[INSTRUCTION 1] What is the stated intention behind the proposal in the passage on colPic indication?
[INSTRUCTION 2] Reproduce the passage on colPic indication word for word, from "It is also mentioned" to "case of losses.".

Similarly, any inter-view prediction pictures with motion dependency are included as candidates for the temporal picture indicated by the alternative colPic indication. That means the colPic can be selected by either the conventional syntax based on ref_idx or the alternative syntax based on layer_id. Because of this redundancy, the layer_id base indication is inefficient. This proposal proposes that 1) RPS doesn’t include motion only dependent picture and 2) alternative colPic indication is only used in the case that the colPic is motion only dependent picture (i.e. not included in RPS).

The intention is to save memory for the samples of pictures where only motion-related inter-layer dependency is active. However, the current version of the contribution does not fully specify the handling of RPS. Also not clearly specified that TMVP would not be used.

It is also mentioned that the current design of putting all pictures into RPS has been made out of several reasons, including error resilience in case of losses.

[SUPPLIED MATERIAL]
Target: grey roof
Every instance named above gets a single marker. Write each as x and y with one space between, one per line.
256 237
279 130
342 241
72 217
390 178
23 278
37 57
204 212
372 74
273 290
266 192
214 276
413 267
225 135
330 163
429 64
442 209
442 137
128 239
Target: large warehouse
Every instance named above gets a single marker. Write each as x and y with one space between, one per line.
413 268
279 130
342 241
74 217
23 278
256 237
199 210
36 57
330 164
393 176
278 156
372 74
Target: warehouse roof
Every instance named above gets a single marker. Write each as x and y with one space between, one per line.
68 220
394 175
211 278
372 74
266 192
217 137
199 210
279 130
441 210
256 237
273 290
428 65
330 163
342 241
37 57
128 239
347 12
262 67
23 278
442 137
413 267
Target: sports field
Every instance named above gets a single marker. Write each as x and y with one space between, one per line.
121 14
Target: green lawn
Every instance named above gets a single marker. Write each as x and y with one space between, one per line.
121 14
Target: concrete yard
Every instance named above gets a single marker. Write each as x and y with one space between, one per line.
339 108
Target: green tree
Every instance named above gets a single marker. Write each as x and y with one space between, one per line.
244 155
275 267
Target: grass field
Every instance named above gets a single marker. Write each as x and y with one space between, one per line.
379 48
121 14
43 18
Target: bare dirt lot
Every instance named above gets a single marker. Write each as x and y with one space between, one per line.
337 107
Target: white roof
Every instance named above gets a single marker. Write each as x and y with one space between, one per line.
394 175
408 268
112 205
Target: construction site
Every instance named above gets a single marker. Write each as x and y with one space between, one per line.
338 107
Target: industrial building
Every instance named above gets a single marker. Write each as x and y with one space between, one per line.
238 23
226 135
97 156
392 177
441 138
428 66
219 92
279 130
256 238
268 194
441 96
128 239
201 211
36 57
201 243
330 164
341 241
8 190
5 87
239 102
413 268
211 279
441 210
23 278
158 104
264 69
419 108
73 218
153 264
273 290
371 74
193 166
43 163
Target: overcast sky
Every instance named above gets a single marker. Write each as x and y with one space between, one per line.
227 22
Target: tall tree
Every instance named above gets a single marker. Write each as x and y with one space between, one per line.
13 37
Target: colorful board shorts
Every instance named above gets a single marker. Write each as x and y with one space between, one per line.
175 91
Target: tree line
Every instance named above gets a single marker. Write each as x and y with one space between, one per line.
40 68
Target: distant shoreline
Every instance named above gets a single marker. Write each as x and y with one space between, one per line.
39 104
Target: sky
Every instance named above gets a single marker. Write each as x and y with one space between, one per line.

[RIGHT ANSWER 1] To save memory for the samples of pictures where only motion-related inter-layer dependency is active.

[RIGHT ANSWER 2]
It is also mentioned that the current design of putting all pictures into RPS has been made out of several reasons, including error resilience in case of losses.